** BEGIN Source text **
- Directed by: Rafi Mecartin
- Written by: Rafi Mecartin
- Produced by: Siyad Kokker
- Starring: Kunchacko Boban Aswathi Menon Jagadish
- Cinematography: Ravi Varman
- Edited by: A. Sreekar Prasad
- Music by: Vidyasagar
- Distributed by: Kokers Films Anupama Release
- Release date: 12 January 2000;
- Country: India
- Language: Malayalam

= Sathyam Sivam Sundaram (2000 film) =

Sathyam Sivam Sundaram is a 2000 Indian Malayalam-language comedy drama film written and directed by Rafi Mecartin and produced by Siyad Kokker through Kokers Films. It stars Kunchacko Boban, Aswathi Menon, and Jagadish, with Harisree Ashokan, Cochin Haneefa, and Balachandra Menon in supporting roles. The movie marked the debut of cinematographer Ravi Varman.
** END Source text **
§ Instructions:
A: List every actor the film text names as playing a supporting role.
B: According to the film text, whose debut did the movie mark?
C: Copy the part of the film text starting with "Sathyam Sivam Sundaram is" and going on through "cinematographer Ravi Varman.".
The entries that come next have no connection to the film text.
** BEGIN Provided records **
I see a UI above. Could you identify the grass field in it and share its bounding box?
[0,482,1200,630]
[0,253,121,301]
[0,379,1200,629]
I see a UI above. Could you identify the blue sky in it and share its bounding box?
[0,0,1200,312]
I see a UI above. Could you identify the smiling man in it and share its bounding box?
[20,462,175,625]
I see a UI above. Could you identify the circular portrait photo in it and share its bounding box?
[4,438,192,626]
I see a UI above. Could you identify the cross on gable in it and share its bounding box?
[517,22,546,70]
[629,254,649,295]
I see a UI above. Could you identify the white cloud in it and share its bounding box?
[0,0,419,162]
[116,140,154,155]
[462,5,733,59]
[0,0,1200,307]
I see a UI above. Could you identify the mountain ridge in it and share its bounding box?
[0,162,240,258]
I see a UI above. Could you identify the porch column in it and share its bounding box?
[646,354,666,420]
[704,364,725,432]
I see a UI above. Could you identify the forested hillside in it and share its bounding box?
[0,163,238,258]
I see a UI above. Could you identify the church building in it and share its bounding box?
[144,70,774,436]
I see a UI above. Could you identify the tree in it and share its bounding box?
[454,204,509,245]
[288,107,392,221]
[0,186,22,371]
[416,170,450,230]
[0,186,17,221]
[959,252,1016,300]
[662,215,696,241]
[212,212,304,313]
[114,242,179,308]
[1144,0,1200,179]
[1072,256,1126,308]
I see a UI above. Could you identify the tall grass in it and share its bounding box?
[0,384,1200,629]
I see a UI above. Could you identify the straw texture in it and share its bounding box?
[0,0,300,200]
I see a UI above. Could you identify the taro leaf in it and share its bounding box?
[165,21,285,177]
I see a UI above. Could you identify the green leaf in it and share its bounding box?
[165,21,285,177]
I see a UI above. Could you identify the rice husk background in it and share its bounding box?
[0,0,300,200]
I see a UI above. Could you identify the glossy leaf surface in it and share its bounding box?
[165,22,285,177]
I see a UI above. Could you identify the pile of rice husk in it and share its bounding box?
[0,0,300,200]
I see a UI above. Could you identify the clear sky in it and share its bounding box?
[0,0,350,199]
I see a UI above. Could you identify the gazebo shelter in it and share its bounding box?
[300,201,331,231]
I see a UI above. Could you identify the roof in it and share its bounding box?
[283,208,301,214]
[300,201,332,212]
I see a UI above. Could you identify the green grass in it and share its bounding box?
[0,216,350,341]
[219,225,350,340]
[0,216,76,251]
** END Provided records **
§ Task-by-task results:
A: Harisree Ashokan, Cochin Haneefa, Balachandra Menon

B: The movie marked the debut of cinematographer Ravi Varman.

C:
Sathyam Sivam Sundaram is a 2000 Indian Malayalam-language comedy drama film written and directed by Rafi Mecartin and produced by Siyad Kokker through Kokers Films. It stars Kunchacko Boban, Aswathi Menon, and Jagadish, with Harisree Ashokan, Cochin Haneefa, and Balachandra Menon in supporting roles. The movie marked the debut of cinematographer Ravi Varman.